Text block –
******************************

The Bobby Cast will be right back. Welcome back to the Bobby Cast.

Sarah Buxton talks about Keith Urban recording her song Stupid Boy and how it changed her life.

And it was treated differently on the record. We cut it with no click track, which is something you would never do if it was going.

To be a single.

So you had a little more freedom, yeah, to go your own way even in yeah, very small details, but you weren't right on with how exactly it's supposed to be right now.

I'll say Innocence is one that I feel like I was being more authentic too, like that's an actual story and it's like so, but yeah, I'm with you, like Stupid Boy was totally There's just these songs that are gifts. That's the kind of land and you don't really remember. I mean, I can tell you, like the beginning of how that song was written, but.

Well, I'm curious because you write it and then you put it on your record and then did it until Keith Nicole and we'll get to that story in second, until it was discovered and redone, like did it reach its peak? It it was just a song that you were proud of that existed and they kind of went away.

No, I I felt that it was really special, like when I for me, like I felt like it was special.

For me, and then and then he.

Heard it like I I it was just special to me.

I knew.

I knew the day that I wrote it. I was like, damn, I love this song. It was like a new a new thing for me.

How did he hear it?

Well, Betsy Cook was her name at the time. Now she has a different last name, and then her name became Betsy McHugh. But she was working for Borman Keith's manager at the time, and she's my age, really good friend of mine, and we were just meeting. She says that she played it for him on the bus. And then I've heard Dan say that he played it for Keith, so I'm not quite sure if we'd have to ask Keith how he heard it. But I heard that Betsy played it for him on the bus. And it wasn't like do you want to cut this song? It was like we I really want you to meet this girl, because you know.

******************************

Work order 1 –
Could you restate the paragraph of the Bobby Cast transcript that begins "Well, Betsy Cook was her name" as a short bulleted list, keeping its main facts?
Work order 2 –
In the Bobby Cast transcript, what was left out when Stupid Boy was recorded for the record?
Work order 3 –
Extend the Bobby Cast transcript, continuing the conversation after its final sentence.

Source data –

******************************

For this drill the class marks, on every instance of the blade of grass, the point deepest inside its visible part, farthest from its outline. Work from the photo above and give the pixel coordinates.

******************************

Answer space 1 –
- Betsy Cook, now Betsy McHugh, was working for Keith's manager at the time and is a good friend of Sarah's, the same age as her.
- Betsy says she played the song for Keith on the bus.
- Dan has said that he was the one who played it for Keith, so it isn't certain how Keith heard it.
- It wasn't a pitch for Keith to cut the song; the point was that Betsy wanted him to meet Sarah.

Answer space 2 –
A click track; they cut the song with no click track.

Answer space 3 –
It wasn't even about the song exactly. It was about the part.

Yeah, and that was the song she picked play, So it wasn't the ones they were thinking of as singles. It was like just the one that she thought Keith would like, well, imagine if I had approached everything that way.

But and the song probably that she thought best represented to you as a person. Yes, you have written a massive hit, right and it wasn't all of a sudden. And that's what's funny is you wrote it, you recorded it, you're proud of it, you love it. Yeah, then all of a sudden years later you have a massive hit right now, does that change people's perception of you as a songwriter in this town versus the artist? Only?

Oh, I was so lucky that that happened for the longevity of like my life and just the way that I'm happy where I'm at right now, and like that, I would never be right exactly where I was if that hadn't happened.

So, if I'm getting this right, you stayed and the stars aligned over you.

Oh, by, that's amazing. Look how we just did that.

I'm just all I'm doing iss And that that was the stars doing what they're supposed to do, exactly in the place that you're supposed to be living.

Right.

I was talking to Keith because Keith and I are friendly, we're more than just acquaintances. But we don't hang he's gone all the time, but we're friendly enough where we can actually have a good conversation about microphones. Yeah exactly, And so when we do have a microphone, he opens up a little more. I feel because he trust that I'm not going to take him somewhere he doesn't want to go. We were talking about maybe it was take you guess and take your for you doom You'll think of me maybe that one, but no, it was a fly whatever. One of his biggest songs are often the ones that weren't number ones. Yeah, like his career biggest songs, I think the songs that he is known for and Stupid Boys one of them, Yeah, weren't number one songs. I know that number one is a chart uh, it's a business plan by a record label. But that doesn't mean that these number two songs aren't heavier in people's hearts.

Yeah, right exactly.

I know number two is that is not funny ironic a bit.

Well, everybody was like, oh my god, like is it ever gonna happen? When I finally got a number one, they were like, oh my.

God, was it the fgl song without your first one Sundays?

To be honest, I don't know if it was that one or fix.

I don't know what I can tell you because I had the years.

Oh yeah, yeah, yeah.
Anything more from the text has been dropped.